## Work task
Only the pictures are to be omitted; every entry beneath should otherwise be duplicated exactly.

## Data under study
Segment Open

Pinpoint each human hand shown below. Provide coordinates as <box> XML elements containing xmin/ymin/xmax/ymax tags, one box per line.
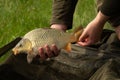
<box><xmin>78</xmin><ymin>11</ymin><xmax>109</xmax><ymax>46</ymax></box>
<box><xmin>50</xmin><ymin>24</ymin><xmax>67</xmax><ymax>32</ymax></box>
<box><xmin>38</xmin><ymin>24</ymin><xmax>67</xmax><ymax>60</ymax></box>
<box><xmin>78</xmin><ymin>21</ymin><xmax>103</xmax><ymax>46</ymax></box>
<box><xmin>38</xmin><ymin>44</ymin><xmax>60</xmax><ymax>60</ymax></box>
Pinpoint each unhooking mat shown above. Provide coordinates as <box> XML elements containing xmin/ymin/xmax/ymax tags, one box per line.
<box><xmin>0</xmin><ymin>29</ymin><xmax>120</xmax><ymax>80</ymax></box>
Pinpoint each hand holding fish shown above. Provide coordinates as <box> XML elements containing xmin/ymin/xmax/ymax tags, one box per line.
<box><xmin>38</xmin><ymin>44</ymin><xmax>60</xmax><ymax>60</ymax></box>
<box><xmin>12</xmin><ymin>26</ymin><xmax>83</xmax><ymax>63</ymax></box>
<box><xmin>38</xmin><ymin>25</ymin><xmax>67</xmax><ymax>60</ymax></box>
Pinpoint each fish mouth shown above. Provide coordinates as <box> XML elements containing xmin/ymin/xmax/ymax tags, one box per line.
<box><xmin>12</xmin><ymin>48</ymin><xmax>18</xmax><ymax>55</ymax></box>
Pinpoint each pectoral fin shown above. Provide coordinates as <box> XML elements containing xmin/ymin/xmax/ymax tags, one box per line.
<box><xmin>27</xmin><ymin>54</ymin><xmax>34</xmax><ymax>63</ymax></box>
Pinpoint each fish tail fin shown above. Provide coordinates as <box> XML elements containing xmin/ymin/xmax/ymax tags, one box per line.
<box><xmin>72</xmin><ymin>25</ymin><xmax>83</xmax><ymax>42</ymax></box>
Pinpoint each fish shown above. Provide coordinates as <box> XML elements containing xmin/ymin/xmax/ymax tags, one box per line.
<box><xmin>12</xmin><ymin>27</ymin><xmax>83</xmax><ymax>63</ymax></box>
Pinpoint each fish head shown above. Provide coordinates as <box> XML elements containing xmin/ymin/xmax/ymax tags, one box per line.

Segment Closed

## Exercise result
Pinpoint each human hand shown below. Provide coordinates as <box> XML elements containing xmin/ymin/xmax/ymax tags, one box per line.
<box><xmin>78</xmin><ymin>11</ymin><xmax>109</xmax><ymax>46</ymax></box>
<box><xmin>50</xmin><ymin>24</ymin><xmax>67</xmax><ymax>32</ymax></box>
<box><xmin>38</xmin><ymin>24</ymin><xmax>67</xmax><ymax>60</ymax></box>
<box><xmin>78</xmin><ymin>21</ymin><xmax>103</xmax><ymax>46</ymax></box>
<box><xmin>38</xmin><ymin>44</ymin><xmax>60</xmax><ymax>60</ymax></box>
Pinpoint each unhooking mat shown above. Provide coordinates as <box> XML elements containing xmin/ymin/xmax/ymax tags, one box per line.
<box><xmin>0</xmin><ymin>29</ymin><xmax>120</xmax><ymax>80</ymax></box>
Pinpoint each hand holding fish shown above. Provide coordinates as <box> XML elements containing xmin/ymin/xmax/ymax tags, one box per line.
<box><xmin>38</xmin><ymin>44</ymin><xmax>60</xmax><ymax>60</ymax></box>
<box><xmin>12</xmin><ymin>26</ymin><xmax>83</xmax><ymax>63</ymax></box>
<box><xmin>38</xmin><ymin>25</ymin><xmax>67</xmax><ymax>60</ymax></box>
Pinpoint each fish mouth shown above. Provide coordinates as <box> XML elements containing xmin/ymin/xmax/ymax tags, one box per line.
<box><xmin>12</xmin><ymin>48</ymin><xmax>18</xmax><ymax>55</ymax></box>
Pinpoint each pectoral fin shown above. Provide coordinates as <box> XML elements containing xmin/ymin/xmax/ymax tags, one box per line.
<box><xmin>27</xmin><ymin>54</ymin><xmax>34</xmax><ymax>63</ymax></box>
Pinpoint each fish tail fin shown above. Provide coordinates as <box> XML elements containing xmin/ymin/xmax/ymax tags, one box per line.
<box><xmin>72</xmin><ymin>25</ymin><xmax>83</xmax><ymax>42</ymax></box>
Pinpoint each fish shown above. Provide coordinates as <box> XML elements containing xmin/ymin/xmax/ymax tags, one box per line.
<box><xmin>12</xmin><ymin>27</ymin><xmax>83</xmax><ymax>63</ymax></box>
Pinpoint each fish head shown above. Provide coordinates as <box> XML elements containing xmin/ymin/xmax/ymax tags, one box per line.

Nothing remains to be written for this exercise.